* EXERCISE TASK
Rewrite every row below, swapping "pixel coordinate" for "image position" wherever it occurs and keeping everything else the same. Omit the pictures from your answer.

--- START OF LISTED RECORDS ---

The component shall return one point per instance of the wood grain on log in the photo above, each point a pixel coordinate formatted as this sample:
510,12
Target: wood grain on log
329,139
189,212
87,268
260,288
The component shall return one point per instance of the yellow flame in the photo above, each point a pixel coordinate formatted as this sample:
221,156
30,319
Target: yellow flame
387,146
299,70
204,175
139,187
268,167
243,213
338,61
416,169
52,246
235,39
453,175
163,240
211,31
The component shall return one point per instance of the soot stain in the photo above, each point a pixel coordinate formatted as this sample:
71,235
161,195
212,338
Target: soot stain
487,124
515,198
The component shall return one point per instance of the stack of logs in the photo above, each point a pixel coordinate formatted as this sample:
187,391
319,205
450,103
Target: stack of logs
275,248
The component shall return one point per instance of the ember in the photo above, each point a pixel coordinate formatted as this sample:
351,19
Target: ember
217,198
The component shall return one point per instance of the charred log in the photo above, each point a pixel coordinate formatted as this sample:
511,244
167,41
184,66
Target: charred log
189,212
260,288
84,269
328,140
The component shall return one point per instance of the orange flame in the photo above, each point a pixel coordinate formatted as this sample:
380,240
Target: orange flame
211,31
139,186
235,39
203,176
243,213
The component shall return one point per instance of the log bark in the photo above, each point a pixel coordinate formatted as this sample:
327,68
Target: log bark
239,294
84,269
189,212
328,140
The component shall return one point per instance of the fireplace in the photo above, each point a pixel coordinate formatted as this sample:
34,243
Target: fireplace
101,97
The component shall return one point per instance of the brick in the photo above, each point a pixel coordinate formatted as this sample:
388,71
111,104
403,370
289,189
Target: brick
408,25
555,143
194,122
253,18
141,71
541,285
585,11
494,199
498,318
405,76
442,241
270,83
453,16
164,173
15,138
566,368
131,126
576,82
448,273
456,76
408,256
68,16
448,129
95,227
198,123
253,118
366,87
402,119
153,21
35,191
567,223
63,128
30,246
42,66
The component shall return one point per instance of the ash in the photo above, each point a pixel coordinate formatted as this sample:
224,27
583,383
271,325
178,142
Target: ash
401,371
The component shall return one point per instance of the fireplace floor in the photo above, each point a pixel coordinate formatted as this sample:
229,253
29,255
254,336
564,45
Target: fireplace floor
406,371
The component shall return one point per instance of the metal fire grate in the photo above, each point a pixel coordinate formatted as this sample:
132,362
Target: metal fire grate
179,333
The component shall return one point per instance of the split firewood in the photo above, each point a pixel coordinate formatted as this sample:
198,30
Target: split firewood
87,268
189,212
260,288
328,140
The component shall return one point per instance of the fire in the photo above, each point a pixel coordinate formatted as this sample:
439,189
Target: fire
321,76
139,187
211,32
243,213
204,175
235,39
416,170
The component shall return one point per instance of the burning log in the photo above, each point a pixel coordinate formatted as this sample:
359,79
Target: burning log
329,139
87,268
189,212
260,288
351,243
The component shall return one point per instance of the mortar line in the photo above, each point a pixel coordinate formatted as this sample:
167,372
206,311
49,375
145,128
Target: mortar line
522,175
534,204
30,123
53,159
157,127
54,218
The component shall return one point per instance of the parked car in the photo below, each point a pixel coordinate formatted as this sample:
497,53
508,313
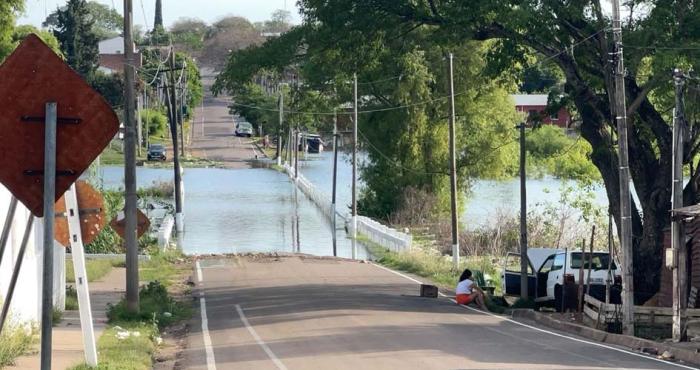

--- END OF LISTED RECORDS ---

* WORKED SOLUTION
The component shall return one point per instance of the wood grain on log in the photo above, each point a image position formatted as this sample:
510,12
Target: wood grain on log
329,139
189,212
87,268
260,288
The component shall return one point per instance of the yellow flame in the photo above, each point a image position formatted as this sample:
221,156
30,319
Target: yellow flame
387,146
299,70
204,175
139,187
268,167
243,213
338,61
416,169
52,246
235,39
453,175
163,240
211,31
The component shall return one point per instance of the soot stain in the photo above, each point a image position formatted as this sample:
71,235
161,195
212,338
Target: soot stain
487,124
515,198
The component shall return one point per instance of the stack of logs in the photo above, each point a image position formatted as this sample:
187,391
319,205
450,103
Target: stack of logs
275,248
The component shall return one point per instance of the ember in the photo above, each point a image position formatted as this sample:
351,19
Target: ember
217,198
The component shall return one point per instance of the charred log in the photo above, each point a image position formatted as this sample:
511,244
167,41
184,66
Target: charred log
189,212
260,288
84,269
328,140
The component shall return one point per instance of the orange flame in the photo above, each point a image position formatted as this sample:
380,240
Target: orange flame
211,31
139,186
235,39
203,176
243,213
The component shall return one point per instance of the log bark in the photo above, each point a image position formatted as this sample:
327,68
Target: log bark
239,294
84,269
189,212
328,140
The component shall return one point per instance of the fireplace in the photo above, each point a image position formatted as this sample:
34,243
Target: fireplace
101,97
The component shall return one point per instance of the brick in the photo above, each point a image position formatted as this sample:
388,71
111,104
403,370
289,189
Target: brick
408,25
555,143
194,122
253,18
141,71
541,285
585,11
494,199
498,318
405,76
442,241
270,83
453,16
164,173
15,138
566,368
131,126
576,82
448,273
456,76
408,256
68,16
448,129
95,227
198,123
253,118
366,87
402,119
153,21
35,191
567,223
63,128
30,246
42,66
The component shall return one point per instance of the ash in the photo above, each point a image position formatted as this sample:
224,27
583,383
271,325
178,142
Target: ash
401,371
The component shall return one point per instance of the fireplace floor in the photo above, each point a image position formatted as this sample:
229,253
29,255
254,336
564,45
Target: fireplace floor
406,371
The component shall return one point per instance of the metal fire grate in the photo above, each point a image position formatted as this sample:
132,362
Target: metal fire grate
179,333
The component shall return one point per instance of the split firewood in the photo above, each point a image position formatted as this sample:
198,30
Target: split firewood
87,268
189,212
260,288
328,140
The component shall return one point per instance of the fire in the photo above, each point a image position formatted as this sample:
439,189
Target: fire
321,76
139,187
211,32
243,213
204,175
235,39
416,170
The component shall return one point per instance of the burning log in the photo above, each point a image position formatted as this sample:
359,79
Target: burning log
329,139
87,268
189,212
260,288
351,243
The component shall return one point per instance of the mortar line in the photo above, each point a image position formatted as this sample:
167,372
206,311
49,375
145,128
Target: mortar line
522,175
534,204
30,123
53,159
157,127
54,218
The component shall return one point per instance of the parked car in the photo below, each point a image position formatted as this sample:
497,53
508,313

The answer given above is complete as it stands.